***** Given entries

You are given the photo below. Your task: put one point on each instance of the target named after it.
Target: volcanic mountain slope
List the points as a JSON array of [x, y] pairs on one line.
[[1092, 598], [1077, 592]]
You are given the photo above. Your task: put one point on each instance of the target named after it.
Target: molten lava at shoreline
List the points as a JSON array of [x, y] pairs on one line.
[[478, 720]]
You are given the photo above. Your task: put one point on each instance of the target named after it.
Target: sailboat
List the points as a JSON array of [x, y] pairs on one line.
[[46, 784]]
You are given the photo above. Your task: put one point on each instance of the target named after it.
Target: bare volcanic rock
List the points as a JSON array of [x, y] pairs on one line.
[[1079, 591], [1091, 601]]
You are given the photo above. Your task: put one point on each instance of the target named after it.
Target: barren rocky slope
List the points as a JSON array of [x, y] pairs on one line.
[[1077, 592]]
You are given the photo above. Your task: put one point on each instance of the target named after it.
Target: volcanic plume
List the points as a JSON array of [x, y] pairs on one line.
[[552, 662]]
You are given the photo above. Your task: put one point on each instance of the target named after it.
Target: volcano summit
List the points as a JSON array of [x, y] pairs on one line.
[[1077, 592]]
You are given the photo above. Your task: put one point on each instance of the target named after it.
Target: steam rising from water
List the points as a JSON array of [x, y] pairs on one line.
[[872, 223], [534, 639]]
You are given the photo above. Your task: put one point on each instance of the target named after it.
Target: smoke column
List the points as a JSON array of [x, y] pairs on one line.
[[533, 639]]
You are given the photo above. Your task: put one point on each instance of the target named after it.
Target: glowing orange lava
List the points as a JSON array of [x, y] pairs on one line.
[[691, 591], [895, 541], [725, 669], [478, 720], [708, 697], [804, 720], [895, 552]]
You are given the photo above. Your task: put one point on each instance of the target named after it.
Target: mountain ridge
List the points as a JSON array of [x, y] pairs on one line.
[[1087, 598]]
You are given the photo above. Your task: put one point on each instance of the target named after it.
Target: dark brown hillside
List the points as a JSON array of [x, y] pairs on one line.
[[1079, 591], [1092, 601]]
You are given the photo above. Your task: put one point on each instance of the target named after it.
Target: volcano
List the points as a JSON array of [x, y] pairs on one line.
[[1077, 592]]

**********

• [Task goal]:
Each line of the material above needs to be quoted exactly, please.

• [Correct result]:
You are given the photo below. Your task: put one point on each instance of the target named after it.
Target: volcanic mountain slope
List the points as a JSON array of [x, y] pairs on one line.
[[1092, 598], [1077, 592]]
You are given the photo above. Your task: put one point on each instance of the target named after it.
Target: molten lava at shoreline
List the points as a JSON array of [x, y] pairs on one line.
[[478, 720]]
You are given the photo above. Your task: put one point on each instance of the target named after it.
Target: sailboat
List the points as a JSON array of [x, y] pairs on one line.
[[46, 784]]
You are given the photo above. Your task: put one point on each instance of the target named after it.
Target: bare volcanic rock
List the points as a JSON array of [x, y] pairs on one line.
[[1079, 591], [1091, 601]]
You are given the photo above. Your task: put one point on each instance of the target named after it.
Target: barren rocky slope
List the points as a JSON array of [x, y] pairs on one line.
[[1077, 592]]
You are given the photo above. Your task: put one point on each instance of the target named after it.
Target: volcanic plume
List the points as a JSON array of [x, y] pairs on one line.
[[552, 662]]
You are given the photo above. Your task: put one point on each instance of the target named after it.
Target: volcano summit
List the points as a JSON array of [x, y] pairs on one line.
[[1077, 592]]
You are given the photo above. Your task: put one point on each instance of the target named after it.
Target: steam rising from water
List the points as a JSON array of [x, y] pairs on one line.
[[872, 223], [534, 639]]
You are given the photo above. Your task: put one point on each instance of the target named after it.
Target: smoke column
List the points as a JSON array of [x, y] pairs on one line.
[[533, 639]]
You are given the photo above. Your task: put one point on each instance of the target named after it.
Target: glowing orange lava
List the points as a JSON array of [x, y] pairs on one line.
[[691, 591], [895, 541], [725, 669], [478, 720], [708, 697], [804, 720], [895, 552]]
You are given the photo above. Your task: put one point on each instance of the target named after it.
Target: mountain ridge
List the points as a JSON array of [x, y] pairs on one line.
[[1087, 598]]
You are given the photo above. Your task: put one point on each instance of the target named after it.
Target: dark brown hillside
List the points as a JSON array of [x, y] pairs on one line.
[[1079, 591], [1092, 601]]
You are given the photo above. Your task: put one point on each instance of the target named after it.
Target: volcano
List the points as a JSON array of [x, y] pairs on one line.
[[1077, 592]]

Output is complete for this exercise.